-------- 本文
私は情報の学生には冷たいから、5割でも何でも落してやれ!数学の3割 の諸君には涙を飲んでもらおうという衝動に駆られるが、それでは色々まずい だろうという「高度な政治的判断」から採点基準を変更することにした。結局 D,C,B判定をそれぞれ単純にC,B,A判定と読み換えることにしたら、「教育的観 点からして望ましい成績分布」が得られた。

もう少し細かく見てみよう。2回生だけで考えると情報学科はA, B, C判定 の比率がそれぞれ15%, 30%, 55%. 数学科は47%, 23%, 30 %. A評価取得者率が、数学科は情報学科の3倍以上というのは、数学科の学 生諸君の面目躍如といったところであろう。A評価取得者は、ほぼ「高校数学 を理解し、さらにその先の数学を学ぶ素養を持った者」。B評価取得者は、ほ ぼ「受験勉強で一定の成果を上げたものの、実は高校数学をほとんど理解して いない者」。C評価取得者は、ほぼ「わけのわからないままに受験勉強をし、 どうにか入試だけはクリアした者」あるいは「単なる怠け者」。以上のように 解釈すると、日頃情報学科と数学科の学生についてなんとなく感じている事と ぴったり合うので、極めて腑に落ちる結果と言えよう。

また、今回は高度な政治的判断によって不合格者は0であったが、これで もって「『離散数学』は単位をもらえる」と思ってもらっては困る。実際そう いう噂を聞いて受験しましたので単位下さいと、ヌケヌケと書いてある答案も あった。これは間違いである。問題文と持ち込み可のノートの字面を見比べて、 関係しそうなノートの記述を、訳もわからずにマル写しするという答案がちょ くちょくある。一体こういう馬鹿な真似をどこで教わったのか知らないが、私 はこういう人間コピーマシンに堕することを良しとする、自尊心のかけらも無 い学生は、4回生で就職が決まってようが何だろうが、容赦なく落す。幸い(?) そういう学生は、情報学科の学生に決まっていて、(何度でも言うが)私は情報 の学生には冷たいから、バシバシ落す。今回もそういう答案が何通か見られたが、 特別の政治的判断でもって、今回だけは見逃すことにした。
----------------
-------- 提供資料
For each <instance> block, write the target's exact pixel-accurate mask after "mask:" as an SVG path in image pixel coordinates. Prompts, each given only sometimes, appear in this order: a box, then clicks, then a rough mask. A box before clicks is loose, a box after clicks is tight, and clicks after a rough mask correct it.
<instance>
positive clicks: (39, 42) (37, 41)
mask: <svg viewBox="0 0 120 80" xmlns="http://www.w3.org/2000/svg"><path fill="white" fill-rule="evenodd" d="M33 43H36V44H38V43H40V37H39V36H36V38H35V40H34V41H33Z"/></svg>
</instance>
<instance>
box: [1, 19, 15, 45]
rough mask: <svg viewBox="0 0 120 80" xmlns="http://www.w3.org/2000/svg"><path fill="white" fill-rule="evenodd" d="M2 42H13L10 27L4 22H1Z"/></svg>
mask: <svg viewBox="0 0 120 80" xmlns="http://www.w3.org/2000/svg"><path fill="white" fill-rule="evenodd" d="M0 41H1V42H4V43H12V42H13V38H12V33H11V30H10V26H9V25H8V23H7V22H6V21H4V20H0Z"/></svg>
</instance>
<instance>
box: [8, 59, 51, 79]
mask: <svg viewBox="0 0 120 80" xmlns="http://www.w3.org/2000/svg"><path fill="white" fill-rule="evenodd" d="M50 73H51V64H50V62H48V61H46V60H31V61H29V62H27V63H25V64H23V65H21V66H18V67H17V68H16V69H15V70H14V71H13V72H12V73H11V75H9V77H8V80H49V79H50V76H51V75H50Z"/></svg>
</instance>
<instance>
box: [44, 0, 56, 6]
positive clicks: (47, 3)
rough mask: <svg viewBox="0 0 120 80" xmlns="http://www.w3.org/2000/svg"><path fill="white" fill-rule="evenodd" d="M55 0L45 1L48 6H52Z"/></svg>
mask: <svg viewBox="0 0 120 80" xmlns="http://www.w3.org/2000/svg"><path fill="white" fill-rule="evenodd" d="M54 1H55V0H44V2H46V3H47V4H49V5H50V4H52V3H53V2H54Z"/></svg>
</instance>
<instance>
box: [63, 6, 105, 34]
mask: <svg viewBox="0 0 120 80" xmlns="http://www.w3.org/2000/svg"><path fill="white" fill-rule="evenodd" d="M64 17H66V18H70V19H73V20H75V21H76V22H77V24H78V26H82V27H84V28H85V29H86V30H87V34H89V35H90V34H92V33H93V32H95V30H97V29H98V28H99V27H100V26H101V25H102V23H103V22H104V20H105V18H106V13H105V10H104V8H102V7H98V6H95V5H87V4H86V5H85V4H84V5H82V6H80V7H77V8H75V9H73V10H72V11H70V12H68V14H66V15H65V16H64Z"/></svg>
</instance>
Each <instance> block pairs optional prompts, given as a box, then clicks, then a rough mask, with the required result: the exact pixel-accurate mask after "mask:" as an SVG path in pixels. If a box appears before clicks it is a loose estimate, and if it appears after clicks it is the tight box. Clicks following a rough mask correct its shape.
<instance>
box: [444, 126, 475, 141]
----------------
作業内容 |
(1) 離散数学の採点についての文章を読み、次の問いに答えてください。
(a) D,C,B判定はそれぞれ何判定と読み換えられたか。
(b) 2回生だけで見た場合、情報学科のA判定の比率は何%か。
(c) 今回の不合格者は何人だったか。
(2) 離散数学の採点についての文章を、最後の一文の後から書き継いでください。
このデータは作業には使いません。

各作業の解答 |
(1)
(a) それぞれC,B,A判定と読み換えられた。
(b) 15%
(c) 0人

(2)
いやはや、睡眠不足で眠たいのだが。試験の採点で妙に興奮してしまって、 思わず楽しんでしまった。

1月19日(水)
前日の睡眠不足を解消するため、ゆっくり起きて昼頃に大学へ。昼食後夕方ま で、山のように出されたドイツ語の宿題に追われる。ドイツ語講座は2月初旬 で終了するが、短期コースが2月中旬から3月下旬頃まで開かれる。何とか頑 張って受講しようかと思っている。4月から7月まで再び正規コースが開講さ れるが、来年度前期は週5コマの講義と卒研ゼミ、おまけに 6月には徳島大で集中講義、という殺人的スケジュールだ し、数学の方でも少し目星をつけておきたいので、とても受講できそうにない。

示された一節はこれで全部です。